Task brief
Find every line in the data below that contains the string "white", and copy each of those lines in full. Treat the match as case-sensitive.

Exercise inputs
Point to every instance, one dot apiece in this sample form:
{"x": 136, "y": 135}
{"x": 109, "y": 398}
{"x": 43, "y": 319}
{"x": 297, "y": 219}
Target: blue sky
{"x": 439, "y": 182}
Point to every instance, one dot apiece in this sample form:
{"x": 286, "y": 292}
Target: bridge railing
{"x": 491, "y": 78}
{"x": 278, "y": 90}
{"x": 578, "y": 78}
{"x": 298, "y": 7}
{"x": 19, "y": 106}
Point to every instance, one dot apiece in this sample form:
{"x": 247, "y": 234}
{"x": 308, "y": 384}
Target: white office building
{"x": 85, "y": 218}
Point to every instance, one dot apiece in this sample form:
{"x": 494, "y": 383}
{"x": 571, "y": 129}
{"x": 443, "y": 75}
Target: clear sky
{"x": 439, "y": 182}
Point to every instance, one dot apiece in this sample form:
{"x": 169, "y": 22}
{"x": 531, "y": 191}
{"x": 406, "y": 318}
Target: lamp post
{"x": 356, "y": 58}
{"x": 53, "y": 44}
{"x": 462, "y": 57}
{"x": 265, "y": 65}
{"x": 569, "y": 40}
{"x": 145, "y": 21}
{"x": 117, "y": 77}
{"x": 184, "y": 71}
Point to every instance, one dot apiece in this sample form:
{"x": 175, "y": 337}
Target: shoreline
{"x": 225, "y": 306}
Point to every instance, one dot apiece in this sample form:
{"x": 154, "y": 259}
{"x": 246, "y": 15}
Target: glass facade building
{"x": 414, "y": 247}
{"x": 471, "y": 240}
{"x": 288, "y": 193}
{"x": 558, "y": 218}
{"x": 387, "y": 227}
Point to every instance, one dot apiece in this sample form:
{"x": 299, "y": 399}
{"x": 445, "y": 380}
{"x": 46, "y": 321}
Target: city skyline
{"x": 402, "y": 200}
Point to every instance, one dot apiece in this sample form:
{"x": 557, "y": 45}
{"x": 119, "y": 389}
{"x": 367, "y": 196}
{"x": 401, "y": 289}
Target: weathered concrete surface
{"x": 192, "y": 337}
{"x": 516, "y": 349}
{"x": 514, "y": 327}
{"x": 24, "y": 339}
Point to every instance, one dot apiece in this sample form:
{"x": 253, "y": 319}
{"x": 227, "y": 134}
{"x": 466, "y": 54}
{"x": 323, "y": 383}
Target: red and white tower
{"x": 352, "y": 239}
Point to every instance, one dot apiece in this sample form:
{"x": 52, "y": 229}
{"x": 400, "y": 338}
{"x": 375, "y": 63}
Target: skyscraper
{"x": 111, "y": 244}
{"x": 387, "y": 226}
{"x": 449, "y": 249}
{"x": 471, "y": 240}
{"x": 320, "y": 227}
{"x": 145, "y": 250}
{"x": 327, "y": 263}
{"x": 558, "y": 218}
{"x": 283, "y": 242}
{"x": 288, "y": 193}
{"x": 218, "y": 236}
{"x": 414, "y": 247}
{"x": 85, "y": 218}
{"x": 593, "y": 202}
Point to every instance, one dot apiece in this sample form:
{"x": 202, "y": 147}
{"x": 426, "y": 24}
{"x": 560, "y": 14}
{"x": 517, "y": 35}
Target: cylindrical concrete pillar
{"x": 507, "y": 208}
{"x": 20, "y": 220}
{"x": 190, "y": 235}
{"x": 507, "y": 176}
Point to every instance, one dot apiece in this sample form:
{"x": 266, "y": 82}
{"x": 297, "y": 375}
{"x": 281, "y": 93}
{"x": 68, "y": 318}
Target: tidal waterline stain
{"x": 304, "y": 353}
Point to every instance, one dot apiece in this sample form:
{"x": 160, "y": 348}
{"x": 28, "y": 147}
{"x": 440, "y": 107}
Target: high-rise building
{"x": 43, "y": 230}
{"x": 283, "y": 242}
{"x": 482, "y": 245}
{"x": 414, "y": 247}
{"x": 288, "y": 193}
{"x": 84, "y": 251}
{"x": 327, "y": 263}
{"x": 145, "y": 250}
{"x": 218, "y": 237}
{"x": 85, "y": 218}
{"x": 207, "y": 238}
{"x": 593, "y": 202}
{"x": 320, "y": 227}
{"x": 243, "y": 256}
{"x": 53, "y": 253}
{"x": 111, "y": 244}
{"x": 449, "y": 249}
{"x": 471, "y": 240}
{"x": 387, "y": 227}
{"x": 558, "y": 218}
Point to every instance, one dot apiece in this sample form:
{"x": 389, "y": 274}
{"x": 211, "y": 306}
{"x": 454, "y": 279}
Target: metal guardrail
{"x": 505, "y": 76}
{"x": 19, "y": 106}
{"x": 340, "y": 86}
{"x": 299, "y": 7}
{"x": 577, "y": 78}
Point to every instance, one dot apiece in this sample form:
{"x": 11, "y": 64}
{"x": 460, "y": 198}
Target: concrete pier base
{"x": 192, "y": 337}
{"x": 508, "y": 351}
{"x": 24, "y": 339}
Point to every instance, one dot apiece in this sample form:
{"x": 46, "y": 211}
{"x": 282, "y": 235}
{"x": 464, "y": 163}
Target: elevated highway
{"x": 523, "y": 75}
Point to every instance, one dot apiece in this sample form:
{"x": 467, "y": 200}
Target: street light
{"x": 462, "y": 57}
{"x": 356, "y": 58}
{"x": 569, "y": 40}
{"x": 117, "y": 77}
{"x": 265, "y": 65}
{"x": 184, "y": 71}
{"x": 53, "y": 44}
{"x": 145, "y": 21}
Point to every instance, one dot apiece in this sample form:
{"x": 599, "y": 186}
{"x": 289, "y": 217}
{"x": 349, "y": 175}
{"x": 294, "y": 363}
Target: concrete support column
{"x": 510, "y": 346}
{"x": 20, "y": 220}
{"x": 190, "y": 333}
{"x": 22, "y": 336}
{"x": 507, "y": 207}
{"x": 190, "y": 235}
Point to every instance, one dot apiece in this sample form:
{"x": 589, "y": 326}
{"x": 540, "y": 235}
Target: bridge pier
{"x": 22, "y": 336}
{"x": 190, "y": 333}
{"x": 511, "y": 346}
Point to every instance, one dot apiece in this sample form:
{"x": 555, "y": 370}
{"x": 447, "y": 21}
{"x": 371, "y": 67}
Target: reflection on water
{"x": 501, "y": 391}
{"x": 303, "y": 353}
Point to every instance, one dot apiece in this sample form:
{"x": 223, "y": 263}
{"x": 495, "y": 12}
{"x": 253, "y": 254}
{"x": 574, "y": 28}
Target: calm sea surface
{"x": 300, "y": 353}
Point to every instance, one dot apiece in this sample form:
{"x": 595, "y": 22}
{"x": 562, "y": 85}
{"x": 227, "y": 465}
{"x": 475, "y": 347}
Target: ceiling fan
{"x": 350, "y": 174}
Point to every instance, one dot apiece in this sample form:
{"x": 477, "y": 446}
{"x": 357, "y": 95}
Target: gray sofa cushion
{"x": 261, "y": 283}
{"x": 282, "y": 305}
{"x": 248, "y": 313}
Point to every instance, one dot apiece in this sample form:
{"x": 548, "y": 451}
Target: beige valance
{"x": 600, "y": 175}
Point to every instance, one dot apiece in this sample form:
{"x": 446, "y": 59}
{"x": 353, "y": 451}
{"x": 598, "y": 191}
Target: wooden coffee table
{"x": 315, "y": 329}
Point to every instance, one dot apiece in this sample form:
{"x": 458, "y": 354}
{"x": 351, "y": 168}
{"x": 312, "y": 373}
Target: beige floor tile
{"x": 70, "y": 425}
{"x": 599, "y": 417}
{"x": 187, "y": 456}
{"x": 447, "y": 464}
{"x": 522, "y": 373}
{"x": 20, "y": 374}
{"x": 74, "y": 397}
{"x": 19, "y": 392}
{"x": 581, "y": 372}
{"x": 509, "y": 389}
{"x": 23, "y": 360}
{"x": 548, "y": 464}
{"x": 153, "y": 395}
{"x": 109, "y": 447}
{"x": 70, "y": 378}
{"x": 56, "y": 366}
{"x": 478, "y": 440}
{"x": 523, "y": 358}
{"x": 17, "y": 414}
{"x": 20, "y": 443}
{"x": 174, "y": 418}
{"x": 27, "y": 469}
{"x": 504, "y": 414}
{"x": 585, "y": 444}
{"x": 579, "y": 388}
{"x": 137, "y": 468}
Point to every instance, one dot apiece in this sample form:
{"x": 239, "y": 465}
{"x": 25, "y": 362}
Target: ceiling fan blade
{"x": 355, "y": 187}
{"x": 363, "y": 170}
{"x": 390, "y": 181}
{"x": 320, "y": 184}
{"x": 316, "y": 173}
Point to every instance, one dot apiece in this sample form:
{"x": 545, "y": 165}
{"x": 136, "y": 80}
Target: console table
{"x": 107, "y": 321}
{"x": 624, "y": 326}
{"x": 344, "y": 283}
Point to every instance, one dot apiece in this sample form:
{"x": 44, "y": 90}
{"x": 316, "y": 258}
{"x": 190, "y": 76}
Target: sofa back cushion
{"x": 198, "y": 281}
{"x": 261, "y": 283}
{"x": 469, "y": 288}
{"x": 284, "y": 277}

Reply to the task
Target: white office building
Target: red and white tower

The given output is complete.